What the task asks
Reproduce exactly, with no other output, every line of the data below from the line containing "[560, 157], one" to the end, inclusive.

Dataset extract

## BEGIN

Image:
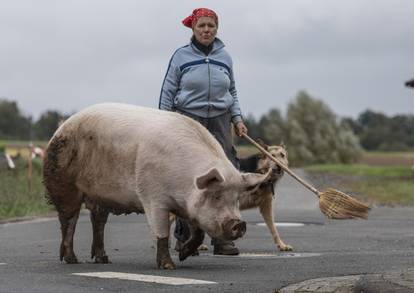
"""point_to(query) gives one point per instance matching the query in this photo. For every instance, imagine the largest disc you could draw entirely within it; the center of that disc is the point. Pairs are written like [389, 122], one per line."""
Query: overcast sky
[66, 55]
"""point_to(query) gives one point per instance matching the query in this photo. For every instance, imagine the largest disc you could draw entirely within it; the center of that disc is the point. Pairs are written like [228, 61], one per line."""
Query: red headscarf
[191, 20]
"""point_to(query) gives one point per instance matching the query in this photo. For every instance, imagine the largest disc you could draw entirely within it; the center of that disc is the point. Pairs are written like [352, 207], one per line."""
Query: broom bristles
[337, 205]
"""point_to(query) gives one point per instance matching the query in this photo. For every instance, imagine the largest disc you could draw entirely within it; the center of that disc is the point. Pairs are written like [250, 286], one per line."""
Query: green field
[16, 199]
[389, 185]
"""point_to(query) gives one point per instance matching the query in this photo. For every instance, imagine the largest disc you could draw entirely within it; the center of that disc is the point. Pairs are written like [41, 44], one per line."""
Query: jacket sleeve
[169, 86]
[236, 115]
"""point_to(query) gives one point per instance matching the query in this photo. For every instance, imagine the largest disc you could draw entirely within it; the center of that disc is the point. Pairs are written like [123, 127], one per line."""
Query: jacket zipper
[209, 87]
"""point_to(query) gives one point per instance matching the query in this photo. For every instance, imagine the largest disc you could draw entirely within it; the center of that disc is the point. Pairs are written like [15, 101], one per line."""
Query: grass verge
[16, 200]
[389, 185]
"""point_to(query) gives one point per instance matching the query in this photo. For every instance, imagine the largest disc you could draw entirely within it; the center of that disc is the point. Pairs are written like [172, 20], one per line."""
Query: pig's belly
[117, 199]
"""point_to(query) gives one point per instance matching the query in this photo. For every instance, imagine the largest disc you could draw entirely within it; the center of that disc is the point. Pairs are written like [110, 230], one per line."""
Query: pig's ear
[251, 181]
[211, 178]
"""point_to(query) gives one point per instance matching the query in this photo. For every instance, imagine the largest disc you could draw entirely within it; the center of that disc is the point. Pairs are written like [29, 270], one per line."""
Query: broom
[333, 203]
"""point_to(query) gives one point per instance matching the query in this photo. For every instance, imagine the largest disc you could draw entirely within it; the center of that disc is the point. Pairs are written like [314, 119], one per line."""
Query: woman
[199, 83]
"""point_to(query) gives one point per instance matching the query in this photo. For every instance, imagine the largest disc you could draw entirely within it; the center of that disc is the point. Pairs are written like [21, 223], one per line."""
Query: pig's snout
[234, 229]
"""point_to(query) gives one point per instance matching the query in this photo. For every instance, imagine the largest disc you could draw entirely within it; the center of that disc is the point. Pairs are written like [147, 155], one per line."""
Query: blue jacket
[201, 85]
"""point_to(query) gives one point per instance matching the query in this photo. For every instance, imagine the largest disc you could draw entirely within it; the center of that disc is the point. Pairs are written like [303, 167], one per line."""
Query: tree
[46, 125]
[315, 136]
[13, 124]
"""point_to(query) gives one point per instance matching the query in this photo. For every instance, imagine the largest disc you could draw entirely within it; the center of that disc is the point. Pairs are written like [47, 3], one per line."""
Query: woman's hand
[240, 128]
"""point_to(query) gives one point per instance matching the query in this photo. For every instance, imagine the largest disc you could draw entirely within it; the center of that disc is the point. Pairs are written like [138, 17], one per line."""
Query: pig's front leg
[192, 244]
[159, 222]
[164, 260]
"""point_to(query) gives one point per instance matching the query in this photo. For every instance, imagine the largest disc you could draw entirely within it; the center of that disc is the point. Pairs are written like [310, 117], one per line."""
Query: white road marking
[254, 255]
[284, 224]
[28, 221]
[145, 278]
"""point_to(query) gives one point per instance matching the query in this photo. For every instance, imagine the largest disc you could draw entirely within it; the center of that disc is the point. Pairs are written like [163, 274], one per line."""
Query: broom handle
[285, 168]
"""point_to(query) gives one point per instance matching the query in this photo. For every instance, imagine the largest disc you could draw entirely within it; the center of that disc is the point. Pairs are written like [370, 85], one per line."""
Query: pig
[120, 159]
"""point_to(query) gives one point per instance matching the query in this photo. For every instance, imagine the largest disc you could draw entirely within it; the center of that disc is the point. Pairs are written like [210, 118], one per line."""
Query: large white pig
[121, 158]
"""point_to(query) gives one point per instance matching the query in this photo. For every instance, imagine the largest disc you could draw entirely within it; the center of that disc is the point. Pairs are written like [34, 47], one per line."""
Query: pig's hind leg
[158, 220]
[68, 217]
[98, 216]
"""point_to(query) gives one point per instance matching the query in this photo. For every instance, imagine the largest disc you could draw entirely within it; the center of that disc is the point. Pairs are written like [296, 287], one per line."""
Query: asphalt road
[29, 260]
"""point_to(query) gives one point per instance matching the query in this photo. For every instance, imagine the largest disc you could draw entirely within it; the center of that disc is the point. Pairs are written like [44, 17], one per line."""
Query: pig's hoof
[186, 252]
[285, 247]
[166, 264]
[102, 259]
[203, 247]
[71, 259]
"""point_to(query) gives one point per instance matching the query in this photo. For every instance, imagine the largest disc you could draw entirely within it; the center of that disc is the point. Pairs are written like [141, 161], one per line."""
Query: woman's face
[205, 30]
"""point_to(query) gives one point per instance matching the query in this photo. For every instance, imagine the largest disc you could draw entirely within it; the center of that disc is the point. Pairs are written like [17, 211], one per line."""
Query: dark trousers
[220, 128]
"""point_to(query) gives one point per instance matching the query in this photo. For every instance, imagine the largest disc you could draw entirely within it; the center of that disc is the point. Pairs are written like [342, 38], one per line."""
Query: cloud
[66, 55]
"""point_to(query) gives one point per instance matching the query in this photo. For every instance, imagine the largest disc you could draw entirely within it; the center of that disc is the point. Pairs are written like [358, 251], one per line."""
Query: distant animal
[410, 83]
[121, 158]
[262, 196]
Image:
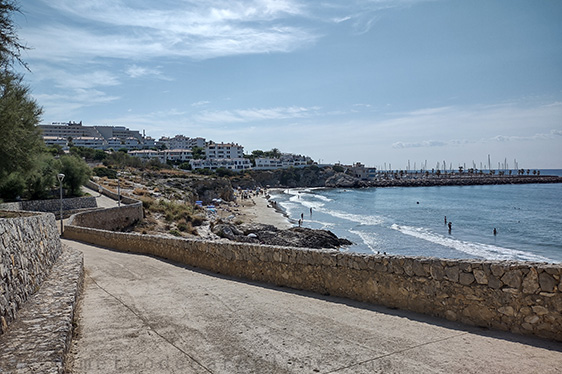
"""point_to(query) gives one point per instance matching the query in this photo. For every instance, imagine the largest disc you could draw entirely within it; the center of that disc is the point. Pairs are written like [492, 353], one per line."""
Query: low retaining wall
[29, 246]
[521, 297]
[52, 205]
[96, 187]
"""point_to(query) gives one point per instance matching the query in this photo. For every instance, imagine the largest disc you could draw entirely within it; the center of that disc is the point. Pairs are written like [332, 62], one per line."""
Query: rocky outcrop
[267, 234]
[314, 176]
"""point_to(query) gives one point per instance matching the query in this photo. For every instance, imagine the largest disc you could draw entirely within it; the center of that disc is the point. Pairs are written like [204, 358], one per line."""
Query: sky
[382, 82]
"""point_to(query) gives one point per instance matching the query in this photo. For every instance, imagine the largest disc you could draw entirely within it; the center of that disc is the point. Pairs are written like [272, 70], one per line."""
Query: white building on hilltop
[285, 161]
[114, 137]
[236, 164]
[223, 151]
[181, 142]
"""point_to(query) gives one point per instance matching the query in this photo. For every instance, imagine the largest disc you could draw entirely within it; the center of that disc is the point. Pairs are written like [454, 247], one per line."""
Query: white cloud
[425, 143]
[127, 29]
[250, 115]
[135, 71]
[200, 103]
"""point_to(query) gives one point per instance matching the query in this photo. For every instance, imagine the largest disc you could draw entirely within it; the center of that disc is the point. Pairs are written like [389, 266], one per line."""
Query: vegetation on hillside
[27, 168]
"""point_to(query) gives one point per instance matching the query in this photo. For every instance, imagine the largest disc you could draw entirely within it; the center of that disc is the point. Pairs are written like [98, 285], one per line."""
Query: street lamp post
[60, 177]
[118, 191]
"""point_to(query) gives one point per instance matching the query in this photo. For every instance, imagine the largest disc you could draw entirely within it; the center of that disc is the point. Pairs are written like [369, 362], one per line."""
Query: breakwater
[522, 297]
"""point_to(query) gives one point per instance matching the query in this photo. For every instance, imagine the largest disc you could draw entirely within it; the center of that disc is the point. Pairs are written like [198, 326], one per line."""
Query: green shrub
[105, 172]
[12, 186]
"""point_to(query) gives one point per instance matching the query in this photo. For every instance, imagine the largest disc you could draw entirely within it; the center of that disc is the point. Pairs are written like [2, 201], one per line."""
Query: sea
[410, 221]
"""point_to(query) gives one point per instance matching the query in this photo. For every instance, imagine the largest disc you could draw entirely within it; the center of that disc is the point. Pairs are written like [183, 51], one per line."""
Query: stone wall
[29, 246]
[96, 187]
[521, 297]
[52, 205]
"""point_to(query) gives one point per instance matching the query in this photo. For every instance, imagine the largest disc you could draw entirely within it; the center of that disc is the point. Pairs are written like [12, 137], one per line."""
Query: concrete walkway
[142, 314]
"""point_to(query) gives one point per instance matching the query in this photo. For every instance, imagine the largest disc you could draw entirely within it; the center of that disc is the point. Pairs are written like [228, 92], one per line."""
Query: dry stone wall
[29, 246]
[521, 297]
[52, 205]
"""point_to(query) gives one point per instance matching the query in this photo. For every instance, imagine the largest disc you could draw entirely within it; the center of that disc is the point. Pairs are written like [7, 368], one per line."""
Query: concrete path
[141, 314]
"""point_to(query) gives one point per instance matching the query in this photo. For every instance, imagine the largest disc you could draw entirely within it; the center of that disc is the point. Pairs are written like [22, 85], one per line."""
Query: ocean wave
[369, 239]
[486, 251]
[358, 218]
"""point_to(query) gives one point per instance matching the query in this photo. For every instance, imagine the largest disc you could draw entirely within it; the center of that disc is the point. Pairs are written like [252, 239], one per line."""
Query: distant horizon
[392, 80]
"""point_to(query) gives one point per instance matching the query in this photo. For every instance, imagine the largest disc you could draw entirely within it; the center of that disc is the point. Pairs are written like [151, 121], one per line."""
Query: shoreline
[257, 209]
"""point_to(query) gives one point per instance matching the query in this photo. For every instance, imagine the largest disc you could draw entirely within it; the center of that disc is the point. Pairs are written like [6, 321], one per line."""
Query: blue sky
[376, 81]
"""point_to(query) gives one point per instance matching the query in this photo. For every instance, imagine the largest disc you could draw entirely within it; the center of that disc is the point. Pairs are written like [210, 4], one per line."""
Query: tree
[19, 116]
[41, 179]
[10, 46]
[76, 173]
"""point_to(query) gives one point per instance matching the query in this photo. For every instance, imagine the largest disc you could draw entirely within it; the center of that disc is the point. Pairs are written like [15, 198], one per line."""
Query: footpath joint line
[396, 352]
[145, 322]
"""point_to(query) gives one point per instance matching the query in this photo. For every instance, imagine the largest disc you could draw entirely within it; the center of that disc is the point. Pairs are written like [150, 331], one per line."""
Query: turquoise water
[410, 221]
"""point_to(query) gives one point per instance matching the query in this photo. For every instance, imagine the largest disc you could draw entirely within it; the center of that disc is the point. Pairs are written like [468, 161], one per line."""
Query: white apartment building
[113, 136]
[89, 142]
[177, 154]
[163, 156]
[223, 151]
[285, 161]
[114, 143]
[236, 164]
[148, 154]
[182, 142]
[70, 129]
[56, 140]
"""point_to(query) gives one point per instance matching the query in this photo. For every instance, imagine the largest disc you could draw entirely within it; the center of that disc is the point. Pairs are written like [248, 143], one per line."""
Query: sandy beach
[257, 209]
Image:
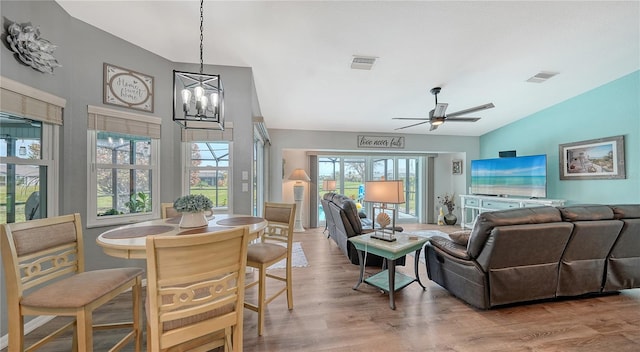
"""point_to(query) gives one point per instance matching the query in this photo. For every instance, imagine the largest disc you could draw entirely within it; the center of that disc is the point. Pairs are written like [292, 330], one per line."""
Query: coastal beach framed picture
[593, 159]
[456, 167]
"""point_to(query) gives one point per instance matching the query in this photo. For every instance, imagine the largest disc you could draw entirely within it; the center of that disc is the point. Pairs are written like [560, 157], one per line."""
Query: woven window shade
[193, 135]
[24, 101]
[108, 120]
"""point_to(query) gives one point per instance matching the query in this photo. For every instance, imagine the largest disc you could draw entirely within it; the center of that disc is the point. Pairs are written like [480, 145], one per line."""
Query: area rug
[298, 259]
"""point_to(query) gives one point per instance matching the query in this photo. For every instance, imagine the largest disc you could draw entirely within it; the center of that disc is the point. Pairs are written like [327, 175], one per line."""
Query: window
[208, 171]
[351, 172]
[29, 144]
[26, 168]
[123, 167]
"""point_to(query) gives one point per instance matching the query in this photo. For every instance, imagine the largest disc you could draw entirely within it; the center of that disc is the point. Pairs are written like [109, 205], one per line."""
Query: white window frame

## END

Exercise output
"""point_to(query) gives one point per instance matching the query in this photo. For every instance, imagine the largest disc you could draw entirely within it; the center of that disc is the point. Pairs are written like [560, 157], one per line."""
Query: woven window shade
[193, 135]
[24, 101]
[108, 120]
"""point_to(query) gives one point per instance matching the query in this photo. For every instance, imagine the largest disc you could draw entirely within it; the center of that disc is the point. Pairs are written like [480, 145], one per line."""
Query: area rug
[298, 259]
"""point_to(query) gives one point per instance matching the query in this photo. For every instance, imagine the largest disc you could draw entirely within it; the center of that disc is the point. Pairs are written like [327, 175], one per line."""
Query: window
[208, 171]
[351, 172]
[29, 144]
[26, 168]
[123, 167]
"""point_to(query) gives one point per instance matching the query in this photo. For every instance, imagine the largest disc you could draw entirely within it; the center of that disc is the point. Pairs are written like [109, 205], one per line."""
Query: white window frame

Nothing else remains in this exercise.